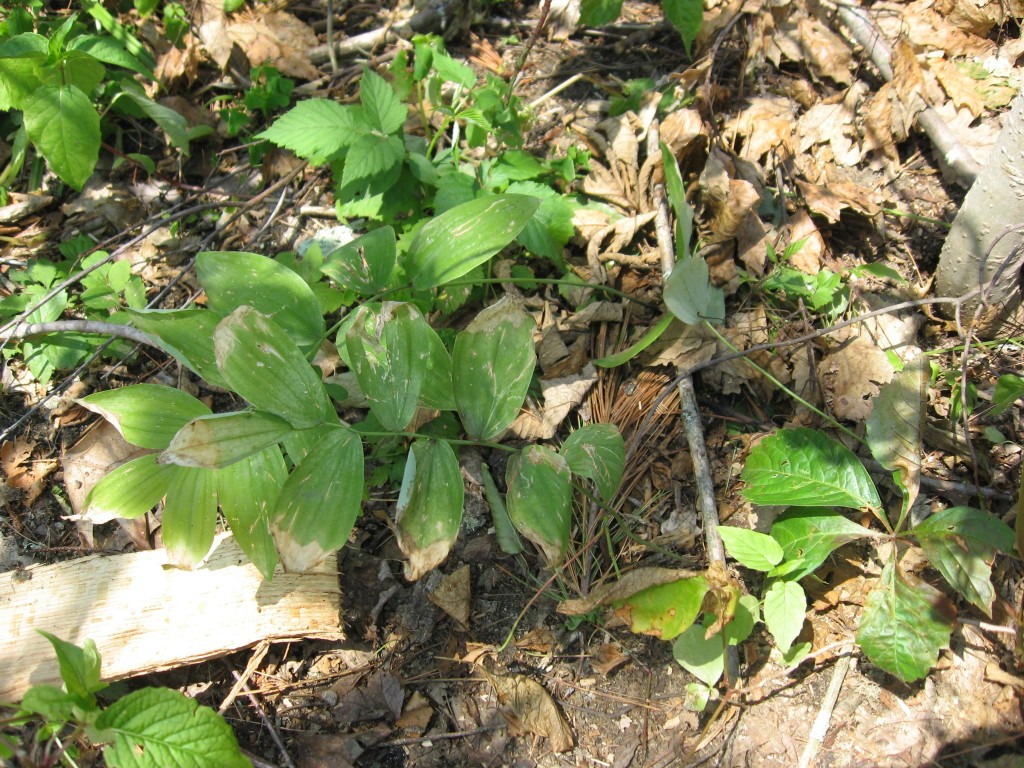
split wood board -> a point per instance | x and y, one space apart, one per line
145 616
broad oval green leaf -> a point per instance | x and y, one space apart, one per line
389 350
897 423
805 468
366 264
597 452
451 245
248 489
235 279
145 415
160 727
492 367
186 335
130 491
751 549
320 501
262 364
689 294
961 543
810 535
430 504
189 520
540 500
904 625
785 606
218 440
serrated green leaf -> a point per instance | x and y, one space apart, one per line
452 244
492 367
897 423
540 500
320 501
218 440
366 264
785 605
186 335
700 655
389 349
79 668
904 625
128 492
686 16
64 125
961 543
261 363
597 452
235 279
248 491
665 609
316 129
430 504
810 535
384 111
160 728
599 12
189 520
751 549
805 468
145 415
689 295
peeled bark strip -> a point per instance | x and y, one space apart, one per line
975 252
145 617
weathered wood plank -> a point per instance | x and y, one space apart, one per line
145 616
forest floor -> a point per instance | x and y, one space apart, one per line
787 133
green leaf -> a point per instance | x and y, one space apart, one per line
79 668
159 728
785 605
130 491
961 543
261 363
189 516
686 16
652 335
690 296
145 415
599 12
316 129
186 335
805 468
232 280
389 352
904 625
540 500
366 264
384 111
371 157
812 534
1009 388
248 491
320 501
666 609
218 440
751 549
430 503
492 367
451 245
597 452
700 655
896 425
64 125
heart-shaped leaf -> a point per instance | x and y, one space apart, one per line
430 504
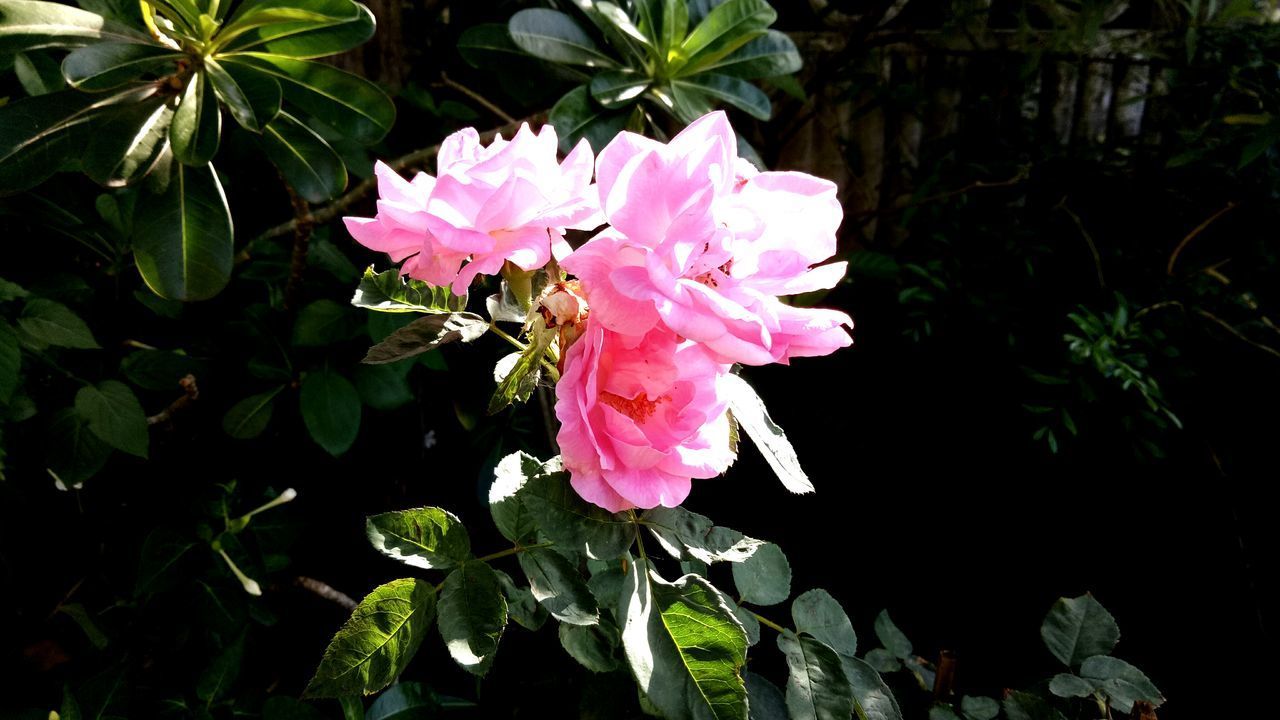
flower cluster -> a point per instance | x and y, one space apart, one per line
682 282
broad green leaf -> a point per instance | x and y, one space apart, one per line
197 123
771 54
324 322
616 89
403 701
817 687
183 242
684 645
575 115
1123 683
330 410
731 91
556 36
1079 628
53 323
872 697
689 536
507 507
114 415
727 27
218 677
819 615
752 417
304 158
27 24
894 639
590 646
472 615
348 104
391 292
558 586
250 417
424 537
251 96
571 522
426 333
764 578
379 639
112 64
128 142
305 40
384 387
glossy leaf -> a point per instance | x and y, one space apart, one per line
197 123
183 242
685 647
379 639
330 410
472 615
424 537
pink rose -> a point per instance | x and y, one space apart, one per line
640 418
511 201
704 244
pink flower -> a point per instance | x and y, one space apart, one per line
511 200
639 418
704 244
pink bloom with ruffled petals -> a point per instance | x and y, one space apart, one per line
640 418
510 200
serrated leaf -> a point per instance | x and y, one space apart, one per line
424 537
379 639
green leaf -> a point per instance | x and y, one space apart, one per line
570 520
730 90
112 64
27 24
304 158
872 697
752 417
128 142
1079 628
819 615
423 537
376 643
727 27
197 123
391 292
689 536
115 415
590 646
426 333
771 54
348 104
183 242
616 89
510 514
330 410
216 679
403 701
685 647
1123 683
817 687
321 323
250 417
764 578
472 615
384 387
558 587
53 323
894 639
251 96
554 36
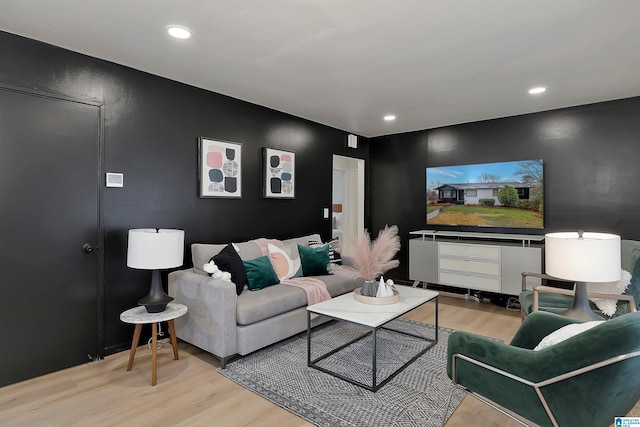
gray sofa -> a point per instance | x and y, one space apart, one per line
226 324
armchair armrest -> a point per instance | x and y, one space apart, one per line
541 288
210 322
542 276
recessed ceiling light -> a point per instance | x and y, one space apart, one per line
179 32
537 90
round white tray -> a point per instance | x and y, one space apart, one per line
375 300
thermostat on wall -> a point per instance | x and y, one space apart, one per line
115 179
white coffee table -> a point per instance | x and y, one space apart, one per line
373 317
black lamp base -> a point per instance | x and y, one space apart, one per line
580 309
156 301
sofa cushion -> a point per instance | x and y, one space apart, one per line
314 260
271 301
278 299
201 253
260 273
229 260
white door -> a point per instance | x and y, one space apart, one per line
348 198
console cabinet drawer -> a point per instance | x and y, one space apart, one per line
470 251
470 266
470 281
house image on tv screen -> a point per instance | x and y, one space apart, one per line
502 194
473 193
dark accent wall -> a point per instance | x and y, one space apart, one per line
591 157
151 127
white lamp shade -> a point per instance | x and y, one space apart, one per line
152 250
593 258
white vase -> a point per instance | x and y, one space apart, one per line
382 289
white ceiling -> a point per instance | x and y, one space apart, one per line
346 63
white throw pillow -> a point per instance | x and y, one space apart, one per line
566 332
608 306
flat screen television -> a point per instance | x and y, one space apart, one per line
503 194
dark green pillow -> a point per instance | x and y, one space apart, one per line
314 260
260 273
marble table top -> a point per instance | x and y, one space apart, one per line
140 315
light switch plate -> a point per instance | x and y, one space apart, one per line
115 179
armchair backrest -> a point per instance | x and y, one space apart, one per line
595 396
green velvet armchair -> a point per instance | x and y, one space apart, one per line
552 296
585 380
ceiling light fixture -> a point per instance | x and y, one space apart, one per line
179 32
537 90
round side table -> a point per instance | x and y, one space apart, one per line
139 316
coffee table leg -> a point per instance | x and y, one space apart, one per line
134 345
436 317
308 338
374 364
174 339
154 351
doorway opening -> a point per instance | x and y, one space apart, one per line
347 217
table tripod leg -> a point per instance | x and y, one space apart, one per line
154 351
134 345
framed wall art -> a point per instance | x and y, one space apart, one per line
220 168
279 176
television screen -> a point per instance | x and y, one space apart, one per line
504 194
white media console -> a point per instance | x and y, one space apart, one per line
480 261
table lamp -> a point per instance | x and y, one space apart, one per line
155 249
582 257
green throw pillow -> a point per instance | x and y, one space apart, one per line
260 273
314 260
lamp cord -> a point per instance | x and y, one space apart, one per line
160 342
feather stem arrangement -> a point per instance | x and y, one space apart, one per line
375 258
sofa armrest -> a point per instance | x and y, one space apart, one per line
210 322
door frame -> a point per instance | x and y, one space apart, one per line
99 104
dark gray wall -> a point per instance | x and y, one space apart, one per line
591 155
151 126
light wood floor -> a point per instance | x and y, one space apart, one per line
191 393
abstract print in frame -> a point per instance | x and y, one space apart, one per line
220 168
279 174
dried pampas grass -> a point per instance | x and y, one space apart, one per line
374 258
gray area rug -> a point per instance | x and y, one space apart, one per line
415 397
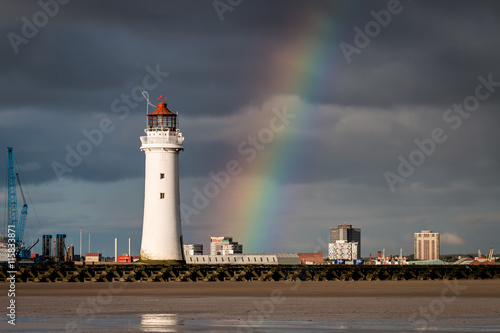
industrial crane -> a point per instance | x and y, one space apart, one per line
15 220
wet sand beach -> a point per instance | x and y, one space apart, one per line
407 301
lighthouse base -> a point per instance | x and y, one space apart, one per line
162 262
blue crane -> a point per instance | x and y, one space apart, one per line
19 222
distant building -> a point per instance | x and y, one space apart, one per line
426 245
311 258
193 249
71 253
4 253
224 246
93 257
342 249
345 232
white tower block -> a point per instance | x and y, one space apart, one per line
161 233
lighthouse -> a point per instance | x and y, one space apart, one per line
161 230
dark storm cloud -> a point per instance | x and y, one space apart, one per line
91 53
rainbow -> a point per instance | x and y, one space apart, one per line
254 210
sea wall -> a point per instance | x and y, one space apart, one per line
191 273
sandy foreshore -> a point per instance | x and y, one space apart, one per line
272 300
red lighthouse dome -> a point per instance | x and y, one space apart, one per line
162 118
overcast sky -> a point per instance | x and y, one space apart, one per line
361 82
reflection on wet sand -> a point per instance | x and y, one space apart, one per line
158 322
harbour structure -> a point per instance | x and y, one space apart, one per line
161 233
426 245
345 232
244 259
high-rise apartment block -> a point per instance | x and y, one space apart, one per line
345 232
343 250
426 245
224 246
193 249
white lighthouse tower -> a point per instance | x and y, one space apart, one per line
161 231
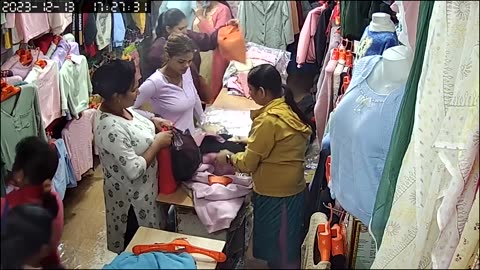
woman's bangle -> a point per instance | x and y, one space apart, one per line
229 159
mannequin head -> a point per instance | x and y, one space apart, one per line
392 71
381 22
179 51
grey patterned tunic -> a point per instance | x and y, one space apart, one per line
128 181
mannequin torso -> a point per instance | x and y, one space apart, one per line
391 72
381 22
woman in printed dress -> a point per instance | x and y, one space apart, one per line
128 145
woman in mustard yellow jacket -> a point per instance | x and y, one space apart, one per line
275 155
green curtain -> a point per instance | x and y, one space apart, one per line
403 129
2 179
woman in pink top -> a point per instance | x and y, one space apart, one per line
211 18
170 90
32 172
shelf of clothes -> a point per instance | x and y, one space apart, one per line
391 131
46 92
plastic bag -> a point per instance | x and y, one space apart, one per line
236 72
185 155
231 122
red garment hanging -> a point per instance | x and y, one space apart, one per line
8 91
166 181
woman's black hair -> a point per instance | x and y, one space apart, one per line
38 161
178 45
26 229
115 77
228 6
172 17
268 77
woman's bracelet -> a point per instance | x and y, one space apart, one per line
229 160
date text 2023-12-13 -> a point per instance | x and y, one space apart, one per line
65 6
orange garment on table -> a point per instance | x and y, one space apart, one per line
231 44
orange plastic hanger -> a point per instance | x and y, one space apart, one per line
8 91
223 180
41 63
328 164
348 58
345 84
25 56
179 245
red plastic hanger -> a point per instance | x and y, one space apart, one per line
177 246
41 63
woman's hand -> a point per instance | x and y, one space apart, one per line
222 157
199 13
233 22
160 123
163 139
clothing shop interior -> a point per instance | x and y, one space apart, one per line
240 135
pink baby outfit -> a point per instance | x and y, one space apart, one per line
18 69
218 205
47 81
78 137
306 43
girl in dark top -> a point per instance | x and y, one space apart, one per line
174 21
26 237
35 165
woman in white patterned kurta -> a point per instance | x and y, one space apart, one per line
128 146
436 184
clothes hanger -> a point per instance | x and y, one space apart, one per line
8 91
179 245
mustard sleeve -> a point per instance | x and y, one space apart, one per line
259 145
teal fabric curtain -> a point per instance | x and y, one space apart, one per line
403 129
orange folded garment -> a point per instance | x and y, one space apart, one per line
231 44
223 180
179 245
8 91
++++++++
▶ [Problem] Retype, without any change, the rows starting at the line that contains "orange folded garment" and ending at the last line of the rows.

▶ [Task response]
orange folded garment -> a point per instance | x and y, one space apart, one per line
231 44
223 180
179 245
8 91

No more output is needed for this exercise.